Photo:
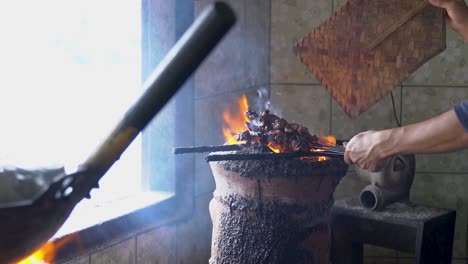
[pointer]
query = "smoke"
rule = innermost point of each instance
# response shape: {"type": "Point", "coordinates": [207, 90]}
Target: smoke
{"type": "Point", "coordinates": [264, 103]}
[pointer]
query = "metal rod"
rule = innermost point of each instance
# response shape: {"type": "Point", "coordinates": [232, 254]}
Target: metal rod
{"type": "Point", "coordinates": [201, 149]}
{"type": "Point", "coordinates": [268, 156]}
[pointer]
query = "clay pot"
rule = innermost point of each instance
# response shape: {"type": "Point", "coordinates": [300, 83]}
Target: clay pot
{"type": "Point", "coordinates": [273, 211]}
{"type": "Point", "coordinates": [390, 185]}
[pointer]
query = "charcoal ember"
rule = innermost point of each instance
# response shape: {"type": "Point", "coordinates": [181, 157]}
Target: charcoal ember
{"type": "Point", "coordinates": [267, 120]}
{"type": "Point", "coordinates": [251, 114]}
{"type": "Point", "coordinates": [269, 130]}
{"type": "Point", "coordinates": [280, 124]}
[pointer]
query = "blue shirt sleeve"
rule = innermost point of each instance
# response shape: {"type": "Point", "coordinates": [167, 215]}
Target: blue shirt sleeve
{"type": "Point", "coordinates": [461, 110]}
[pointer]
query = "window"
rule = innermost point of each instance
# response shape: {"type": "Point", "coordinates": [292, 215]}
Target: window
{"type": "Point", "coordinates": [70, 70]}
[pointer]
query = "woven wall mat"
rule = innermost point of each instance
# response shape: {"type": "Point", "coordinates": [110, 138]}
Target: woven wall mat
{"type": "Point", "coordinates": [357, 74]}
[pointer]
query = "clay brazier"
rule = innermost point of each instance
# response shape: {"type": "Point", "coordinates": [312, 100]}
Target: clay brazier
{"type": "Point", "coordinates": [273, 211]}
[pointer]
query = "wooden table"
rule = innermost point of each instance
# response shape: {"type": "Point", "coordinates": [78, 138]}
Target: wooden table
{"type": "Point", "coordinates": [425, 231]}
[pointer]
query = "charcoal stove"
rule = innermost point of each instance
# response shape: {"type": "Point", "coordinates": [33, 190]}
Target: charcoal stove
{"type": "Point", "coordinates": [274, 209]}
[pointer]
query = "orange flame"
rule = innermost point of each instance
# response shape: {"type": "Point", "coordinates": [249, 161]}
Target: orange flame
{"type": "Point", "coordinates": [234, 123]}
{"type": "Point", "coordinates": [46, 253]}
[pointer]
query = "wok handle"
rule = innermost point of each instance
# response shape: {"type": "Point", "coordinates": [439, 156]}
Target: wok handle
{"type": "Point", "coordinates": [412, 13]}
{"type": "Point", "coordinates": [178, 65]}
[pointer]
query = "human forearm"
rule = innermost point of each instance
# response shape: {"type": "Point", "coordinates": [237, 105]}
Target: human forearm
{"type": "Point", "coordinates": [443, 133]}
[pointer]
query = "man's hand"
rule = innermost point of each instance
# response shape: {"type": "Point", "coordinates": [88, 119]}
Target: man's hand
{"type": "Point", "coordinates": [457, 12]}
{"type": "Point", "coordinates": [368, 150]}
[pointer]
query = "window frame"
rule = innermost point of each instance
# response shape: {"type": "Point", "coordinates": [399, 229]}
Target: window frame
{"type": "Point", "coordinates": [181, 204]}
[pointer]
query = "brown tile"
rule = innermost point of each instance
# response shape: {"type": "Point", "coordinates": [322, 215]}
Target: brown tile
{"type": "Point", "coordinates": [290, 21]}
{"type": "Point", "coordinates": [445, 191]}
{"type": "Point", "coordinates": [223, 69]}
{"type": "Point", "coordinates": [158, 246]}
{"type": "Point", "coordinates": [257, 42]}
{"type": "Point", "coordinates": [122, 253]}
{"type": "Point", "coordinates": [194, 234]}
{"type": "Point", "coordinates": [308, 105]}
{"type": "Point", "coordinates": [208, 131]}
{"type": "Point", "coordinates": [378, 117]}
{"type": "Point", "coordinates": [338, 3]}
{"type": "Point", "coordinates": [423, 103]}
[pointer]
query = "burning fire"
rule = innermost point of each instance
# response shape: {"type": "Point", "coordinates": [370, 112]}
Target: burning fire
{"type": "Point", "coordinates": [46, 253]}
{"type": "Point", "coordinates": [234, 123]}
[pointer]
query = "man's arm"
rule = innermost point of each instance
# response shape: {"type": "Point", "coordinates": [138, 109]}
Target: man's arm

> [Exercise objective]:
The entries above should be reproduced exactly, without their pictures.

> [Right answer]:
Photo:
[pointer]
query = "smoke"
rule = innermost point of each instance
# response shape: {"type": "Point", "coordinates": [207, 90]}
Target: smoke
{"type": "Point", "coordinates": [264, 103]}
[pointer]
query = "metal rod"
rule = innermost point of each instance
# response shape: {"type": "Point", "coordinates": [232, 254]}
Target: metal rod
{"type": "Point", "coordinates": [201, 149]}
{"type": "Point", "coordinates": [268, 156]}
[pointer]
query = "clay pot"
rule = innermost point of each instance
# response shape: {"type": "Point", "coordinates": [300, 83]}
Target: clay pot
{"type": "Point", "coordinates": [273, 211]}
{"type": "Point", "coordinates": [390, 185]}
[pointer]
query = "charcoal ember"
rule = innermost point of each instance
# response shape: {"type": "Point", "coordinates": [181, 157]}
Target: charcoal ember
{"type": "Point", "coordinates": [267, 120]}
{"type": "Point", "coordinates": [251, 114]}
{"type": "Point", "coordinates": [269, 130]}
{"type": "Point", "coordinates": [280, 124]}
[pointer]
query = "blue shirt sleeve"
rule = innermost point of each instance
# response shape: {"type": "Point", "coordinates": [167, 215]}
Target: blue shirt sleeve
{"type": "Point", "coordinates": [461, 110]}
[pointer]
query = "window"
rule = innermost point of each instance
# response shape: {"type": "Point", "coordinates": [292, 215]}
Target: window
{"type": "Point", "coordinates": [70, 70]}
[pointer]
query = "woven wall mat"
rule = innermost point of each instance
# response shape: {"type": "Point", "coordinates": [110, 138]}
Target: woven wall mat
{"type": "Point", "coordinates": [357, 74]}
[pointer]
query = "clay brazier"
rule = innermost point of each instance
# response shape: {"type": "Point", "coordinates": [312, 100]}
Target: clay brazier
{"type": "Point", "coordinates": [273, 211]}
[pointer]
query = "wooden table"
rule = innermost point of each instance
# response shape: {"type": "Point", "coordinates": [78, 138]}
Target: wooden table
{"type": "Point", "coordinates": [425, 231]}
[pointer]
query = "charcoal stove"
rule = innermost point of each instance
# response shape: {"type": "Point", "coordinates": [33, 190]}
Target: charcoal stove
{"type": "Point", "coordinates": [274, 209]}
[pointer]
query = "orange flame"
rule = innermost point of each instance
# response shape: {"type": "Point", "coordinates": [249, 161]}
Target: orange flame
{"type": "Point", "coordinates": [234, 123]}
{"type": "Point", "coordinates": [46, 253]}
[pointer]
query = "wok handle"
rule = innermost point of each instance
# response shape: {"type": "Point", "coordinates": [439, 156]}
Target: wok handle
{"type": "Point", "coordinates": [412, 13]}
{"type": "Point", "coordinates": [178, 65]}
[pointer]
query = "human forearm"
rule = innermost point of each instance
# response shape: {"type": "Point", "coordinates": [237, 105]}
Target: human forearm
{"type": "Point", "coordinates": [443, 133]}
[pointer]
query = "man's hand"
rule = innermost point of each instance
# response shape: {"type": "Point", "coordinates": [88, 119]}
Target: man's hand
{"type": "Point", "coordinates": [457, 12]}
{"type": "Point", "coordinates": [368, 150]}
[pointer]
query = "window frame"
rule = innermost point of each instance
# response shape: {"type": "Point", "coordinates": [399, 229]}
Target: window frame
{"type": "Point", "coordinates": [181, 204]}
[pointer]
query = "brown tile"
rule = innermost point of each instance
# response shape: {"type": "Point", "coordinates": [322, 215]}
Target: brown tile
{"type": "Point", "coordinates": [290, 21]}
{"type": "Point", "coordinates": [445, 191]}
{"type": "Point", "coordinates": [223, 69]}
{"type": "Point", "coordinates": [158, 246]}
{"type": "Point", "coordinates": [257, 42]}
{"type": "Point", "coordinates": [122, 253]}
{"type": "Point", "coordinates": [194, 234]}
{"type": "Point", "coordinates": [308, 105]}
{"type": "Point", "coordinates": [208, 131]}
{"type": "Point", "coordinates": [378, 117]}
{"type": "Point", "coordinates": [338, 3]}
{"type": "Point", "coordinates": [423, 103]}
[pointer]
query = "burning fire"
rule = innermost point of each instance
# response shape: {"type": "Point", "coordinates": [370, 112]}
Target: burning fire
{"type": "Point", "coordinates": [46, 253]}
{"type": "Point", "coordinates": [234, 123]}
[pointer]
query = "man's arm"
rule = innermost point of each instance
# response shape: {"type": "Point", "coordinates": [138, 109]}
Target: man's arm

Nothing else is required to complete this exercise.